◆ **Excerpt**
▬▬▬▬▬▬

- University: Southern Methodist University
- Head coach: 'A Havahla Haynes
- Conference: ACC
- Location: University Park, Texas
- Outdoor track: Washburne Soccer and Track Stadium
- Nickname: Mustangs
- Colors: Red and blue

NCAA Indoor National Championships
- Men: 1983

NCAA Outdoor National Championships
- Men: 1983, 1986

= SMU Mustangs track and field =

College track and field team

The SMU Mustangs track and field team is the track and field program that represents Southern Methodist University. The Mustangs compete in NCAA Division I as a member of the Atlantic Coast Conference. The team is based in University Park, Texas at the Washburne Soccer and Track Stadium.

The program is coached by 'A Havahla Haynes. The track and field program officially encompasses four teams because the NCAA considers men's and women's indoor track and field and outdoor track and field as separate sports.

The men's teams were cut in 2004 due to budget constraints and to comply with Title IX. The cut was controversial as the team returned the defending NCAA discus champion Hannes Hopley.

▬▬▬▬▬▬

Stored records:
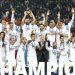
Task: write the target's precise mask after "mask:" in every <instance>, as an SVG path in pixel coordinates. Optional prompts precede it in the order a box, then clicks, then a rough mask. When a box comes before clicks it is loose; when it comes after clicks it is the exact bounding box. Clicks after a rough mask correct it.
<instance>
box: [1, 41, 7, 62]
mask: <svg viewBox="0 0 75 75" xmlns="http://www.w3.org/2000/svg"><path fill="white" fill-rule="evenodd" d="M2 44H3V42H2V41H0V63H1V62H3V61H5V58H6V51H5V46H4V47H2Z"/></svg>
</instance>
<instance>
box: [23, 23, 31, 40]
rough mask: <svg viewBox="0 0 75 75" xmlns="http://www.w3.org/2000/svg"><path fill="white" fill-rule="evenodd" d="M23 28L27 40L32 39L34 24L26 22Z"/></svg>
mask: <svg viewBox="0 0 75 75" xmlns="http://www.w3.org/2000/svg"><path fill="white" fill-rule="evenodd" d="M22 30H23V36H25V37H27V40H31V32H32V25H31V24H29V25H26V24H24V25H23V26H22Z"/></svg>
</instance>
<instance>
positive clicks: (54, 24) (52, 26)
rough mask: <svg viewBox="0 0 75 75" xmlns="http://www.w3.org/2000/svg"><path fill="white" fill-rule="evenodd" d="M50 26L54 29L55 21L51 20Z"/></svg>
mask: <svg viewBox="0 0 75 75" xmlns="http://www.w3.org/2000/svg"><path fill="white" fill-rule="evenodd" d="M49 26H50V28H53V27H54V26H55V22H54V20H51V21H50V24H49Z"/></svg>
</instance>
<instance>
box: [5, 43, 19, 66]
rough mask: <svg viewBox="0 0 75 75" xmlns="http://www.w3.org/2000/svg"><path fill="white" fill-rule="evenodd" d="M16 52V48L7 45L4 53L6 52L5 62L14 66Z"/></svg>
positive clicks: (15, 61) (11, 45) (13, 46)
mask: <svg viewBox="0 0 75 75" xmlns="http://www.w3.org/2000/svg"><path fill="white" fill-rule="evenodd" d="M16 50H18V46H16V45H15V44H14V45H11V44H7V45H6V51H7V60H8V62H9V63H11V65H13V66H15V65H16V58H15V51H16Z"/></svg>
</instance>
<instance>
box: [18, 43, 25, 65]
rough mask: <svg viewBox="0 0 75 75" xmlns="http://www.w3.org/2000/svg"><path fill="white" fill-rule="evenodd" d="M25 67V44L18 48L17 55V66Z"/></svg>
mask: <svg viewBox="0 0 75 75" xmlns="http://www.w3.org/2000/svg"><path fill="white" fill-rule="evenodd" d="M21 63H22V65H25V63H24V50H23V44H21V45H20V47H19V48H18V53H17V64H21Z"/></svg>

▬▬▬▬▬▬

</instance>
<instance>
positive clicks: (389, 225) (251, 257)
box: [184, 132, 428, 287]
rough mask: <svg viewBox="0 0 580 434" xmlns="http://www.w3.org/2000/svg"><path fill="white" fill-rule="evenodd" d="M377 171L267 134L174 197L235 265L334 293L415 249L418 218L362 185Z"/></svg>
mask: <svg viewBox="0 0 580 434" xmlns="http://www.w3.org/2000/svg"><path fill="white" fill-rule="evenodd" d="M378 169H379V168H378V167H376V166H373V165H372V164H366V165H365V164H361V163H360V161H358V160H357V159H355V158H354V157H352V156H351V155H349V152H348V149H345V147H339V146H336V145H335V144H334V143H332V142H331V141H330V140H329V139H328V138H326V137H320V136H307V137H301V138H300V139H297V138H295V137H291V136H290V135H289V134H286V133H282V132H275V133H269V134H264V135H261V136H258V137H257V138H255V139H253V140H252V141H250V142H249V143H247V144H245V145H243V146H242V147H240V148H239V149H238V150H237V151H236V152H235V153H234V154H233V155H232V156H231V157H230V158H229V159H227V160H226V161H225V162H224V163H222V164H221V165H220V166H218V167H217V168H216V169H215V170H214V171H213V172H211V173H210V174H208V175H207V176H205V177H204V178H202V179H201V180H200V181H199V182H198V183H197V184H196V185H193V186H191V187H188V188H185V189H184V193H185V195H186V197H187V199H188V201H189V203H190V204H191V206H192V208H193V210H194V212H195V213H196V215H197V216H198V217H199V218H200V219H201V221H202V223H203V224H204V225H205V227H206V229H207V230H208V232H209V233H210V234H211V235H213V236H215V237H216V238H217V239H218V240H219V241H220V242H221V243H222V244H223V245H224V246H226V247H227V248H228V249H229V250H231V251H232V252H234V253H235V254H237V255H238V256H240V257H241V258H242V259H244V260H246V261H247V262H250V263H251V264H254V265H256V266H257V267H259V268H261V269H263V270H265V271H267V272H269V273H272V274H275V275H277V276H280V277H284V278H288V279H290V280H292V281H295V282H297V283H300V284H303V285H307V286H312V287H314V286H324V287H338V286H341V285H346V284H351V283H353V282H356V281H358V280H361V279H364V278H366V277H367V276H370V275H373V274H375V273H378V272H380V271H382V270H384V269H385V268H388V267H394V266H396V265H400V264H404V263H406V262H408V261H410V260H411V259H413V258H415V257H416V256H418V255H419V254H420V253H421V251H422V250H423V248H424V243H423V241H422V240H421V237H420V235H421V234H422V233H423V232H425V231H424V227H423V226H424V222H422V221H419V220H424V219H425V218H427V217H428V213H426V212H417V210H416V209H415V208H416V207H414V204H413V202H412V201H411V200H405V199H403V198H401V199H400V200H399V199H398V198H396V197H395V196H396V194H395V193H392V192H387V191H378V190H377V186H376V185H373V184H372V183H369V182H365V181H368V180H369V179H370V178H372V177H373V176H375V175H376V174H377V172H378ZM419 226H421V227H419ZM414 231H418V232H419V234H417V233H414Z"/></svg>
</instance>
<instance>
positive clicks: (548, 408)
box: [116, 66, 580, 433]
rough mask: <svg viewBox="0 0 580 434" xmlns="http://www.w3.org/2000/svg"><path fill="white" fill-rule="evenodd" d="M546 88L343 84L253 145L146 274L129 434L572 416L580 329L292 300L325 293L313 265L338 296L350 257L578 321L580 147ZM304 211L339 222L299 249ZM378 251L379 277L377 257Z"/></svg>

▬▬▬▬▬▬

◆ **Questions**
a: Condense the paragraph in the SMU track and field page that begins "The men's teams were cut" into a single short sentence that keeps its main facts.
b: Reproduce word for word the stretch of the SMU track and field page from "NCAA Indoor National" through "and Track Stadium.".

◆ **Answer list**
a: SMU dropped its men's teams in 2004 because of budget limits and Title IX compliance, a controversial move since defending NCAA discus champion Hannes Hopley was returning.

b:
NCAA Indoor National Championships
- Men: 1983

NCAA Outdoor National Championships
- Men: 1983, 1986

= SMU Mustangs track and field =

College track and field team

The SMU Mustangs track and field team is the track and field program that represents Southern Methodist University. The Mustangs compete in NCAA Division I as a member of the Atlantic Coast Conference. The team is based in University Park, Texas at the Washburne Soccer and Track Stadium.